▶ _Requirement A_:
In the Berkshire discussion, restate the passage from "There were two" up to and including "few weeks ago.", substituting "simulated portfolio" for "paper trading account".
▶ _Requirement B_:
Pick up the Berkshire discussion after its final sentence and carry it forward.

▶ _Provided passage_:
-------------------------
No. of Recommendations: 4
webrules = rational walk
The amount of talent on the Yahoo BRK.A board was incredible.
No. of Recommendations: 6
Rational Walk is a great resource on many levels
I went back 10 years and Berkshire beats the market as well with dividends reinvested
Doesn't quite beat it on 15 years
Since 3/4/2011 through yesterday, Berkshire 13.5% versus 12.99% on the SPY- obviously the SPY has tax consequences attached to it
This exercise does not prove anything about the future, what it shows is starting points matter and data can be manipulated to be made to look a certain way
No. of Recommendations: 3
there was a poster on the MF board named div20 or something like that who would constantly pound the table of BRK being inferior to the S&P.
There were two stocks they asserted would be 10 baggers. Quantumscape (QS) and Confluent (CFLT). I bought some of each in the paper trading account I used for strategy testing. After holding them for years, both were down over 50% from my purchase price when I finally got rid of them a few weeks ago.
-------------------------
▶ _Given material_:
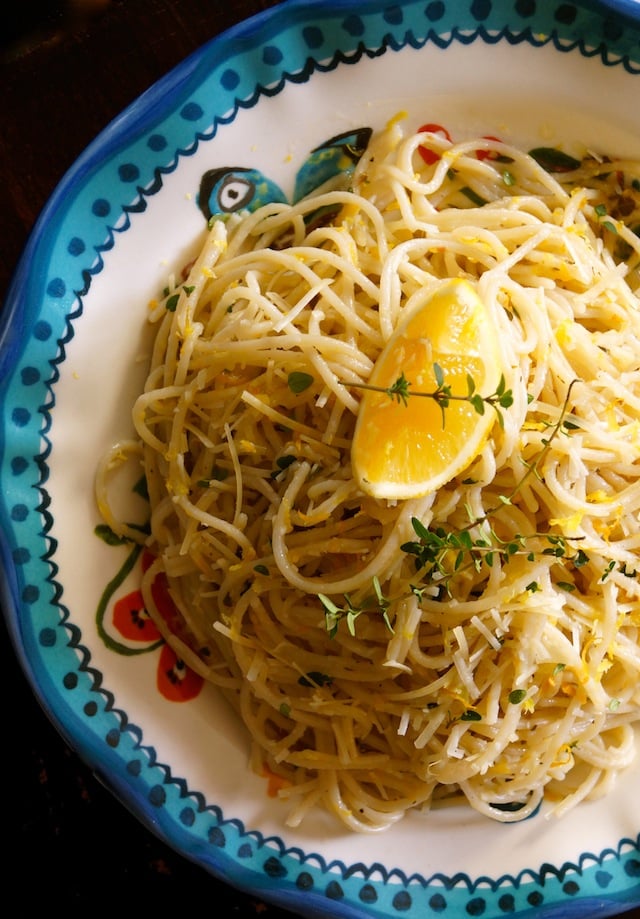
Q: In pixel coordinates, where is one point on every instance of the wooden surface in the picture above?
-------------------------
▶ _Exercise answer A_:
There were two stocks they asserted would be 10 baggers. Quantumscape (QS) and Confluent (CFLT). I bought some of each in the simulated portfolio I used for strategy testing. After holding them for years, both were down over 50% from my purchase price when I finally got rid of them a few weeks ago.

▶ _Exercise answer B_:
No. of Recommendations: 3
To be fair to Divi (Dividends20) he very especially constantly pounded the table for T., the stock whose name nobody here could hear anymore (longer term posters know). Since he did this Tesla indeed became a 10 bagger (still is a 5 one).
Let's be fair.
No. of Recommendations: 3
The question Divi20 would never answer was what were his assumptions for the S&P in terms of earning growth and/or multiple expansion that would occur for the index to beat BRK. Would the earnings of the entire index soar? BRK earnings tank? P/E ratios grow to the sky? He had what WEB termed "the Tinkerbelle Approach", clap if you believe. The last time I posted the whole lot of stragglers back there accused me of just regurgitating what Jim spouts, and weighing the credibility of the posters on the two boards, I left.
No. of Recommendations: 10
To be fair to Divi (Dividends20) he very especially constantly pounded the table for T., the stock whose name nobody here could hear anymore (longer term posters know). Since he did this Tesla indeed became a 10 bagger (still is a 5 one).
Let's be fair.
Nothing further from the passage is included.